* **EXERCISE REQUIREMENTS**
Report back every line below that carries the word "self".

(INPUT DATA Opens)

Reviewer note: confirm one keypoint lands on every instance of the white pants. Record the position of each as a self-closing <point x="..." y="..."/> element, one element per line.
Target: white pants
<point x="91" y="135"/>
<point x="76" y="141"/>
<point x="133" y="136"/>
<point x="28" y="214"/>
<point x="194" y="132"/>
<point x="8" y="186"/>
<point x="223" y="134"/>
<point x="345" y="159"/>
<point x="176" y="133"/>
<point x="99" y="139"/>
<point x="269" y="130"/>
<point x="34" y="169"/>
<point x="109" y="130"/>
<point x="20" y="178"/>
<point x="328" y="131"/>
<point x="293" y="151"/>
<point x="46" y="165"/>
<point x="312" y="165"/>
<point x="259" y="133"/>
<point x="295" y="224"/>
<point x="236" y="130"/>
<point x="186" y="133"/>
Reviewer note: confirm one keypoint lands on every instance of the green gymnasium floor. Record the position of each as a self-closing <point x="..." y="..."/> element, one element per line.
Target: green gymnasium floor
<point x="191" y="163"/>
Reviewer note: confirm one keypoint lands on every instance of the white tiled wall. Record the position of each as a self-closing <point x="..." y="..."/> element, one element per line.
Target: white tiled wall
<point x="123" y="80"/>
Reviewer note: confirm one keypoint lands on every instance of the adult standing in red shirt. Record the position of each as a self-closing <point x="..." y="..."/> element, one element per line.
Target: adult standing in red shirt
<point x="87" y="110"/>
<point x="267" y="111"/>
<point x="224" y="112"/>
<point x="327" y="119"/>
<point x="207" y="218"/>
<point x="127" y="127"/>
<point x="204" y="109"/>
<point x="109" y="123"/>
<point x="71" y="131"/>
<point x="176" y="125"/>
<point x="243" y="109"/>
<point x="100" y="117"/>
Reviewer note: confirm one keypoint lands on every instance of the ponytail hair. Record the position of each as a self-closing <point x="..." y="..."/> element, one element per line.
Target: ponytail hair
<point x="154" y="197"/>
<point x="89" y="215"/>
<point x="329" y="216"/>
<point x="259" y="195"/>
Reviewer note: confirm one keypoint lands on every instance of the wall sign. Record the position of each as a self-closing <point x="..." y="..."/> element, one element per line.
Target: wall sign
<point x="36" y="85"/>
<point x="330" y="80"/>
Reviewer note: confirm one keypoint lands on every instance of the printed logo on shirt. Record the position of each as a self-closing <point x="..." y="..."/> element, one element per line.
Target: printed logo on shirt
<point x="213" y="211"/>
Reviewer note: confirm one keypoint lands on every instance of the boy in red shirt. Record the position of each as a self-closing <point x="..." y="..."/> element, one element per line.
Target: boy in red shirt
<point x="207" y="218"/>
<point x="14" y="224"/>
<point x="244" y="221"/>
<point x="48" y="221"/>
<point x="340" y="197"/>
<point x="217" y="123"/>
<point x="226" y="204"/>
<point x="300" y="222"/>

(INPUT DATA Closes)

* **RESPONSE AREA**
Reviewer note: confirm one keypoint lands on every instance of the white pants. Record the position of each as a self-closing <point x="..." y="..."/> element, one element per line.
Reviewer note: confirm one keypoint lands on every instance of the green gymnasium floor. Record the position of each as a self-closing <point x="..." y="..."/> element, one element per line.
Reviewer note: confirm one keypoint lands on every instance of the white tiled wall. Record the position of each as a self-closing <point x="..." y="..."/> element, one element per line.
Reviewer note: confirm one keypoint lands on every instance of the adult standing in red shirt. Record the position of each as a self-closing <point x="..." y="..."/> element, one element per line.
Reviewer note: confirm one keypoint lands on every instance of the ponytail hair. Record the position of each as a self-closing <point x="..." y="..."/> element, one element per line.
Reviewer note: confirm one keypoint lands on every instance of the wall sign. Record the position of each as a self-closing <point x="..." y="..."/> element, one element per line.
Reviewer note: confirm one keypoint lands on every instance of the printed logo on shirt. Record the position of each as a self-closing <point x="..." y="..."/> element, one element per line.
Reviewer note: confirm one keypoint lands on every instance of the boy in red shirt. Record the position of each as a self-closing <point x="..." y="..."/> element, one element per line.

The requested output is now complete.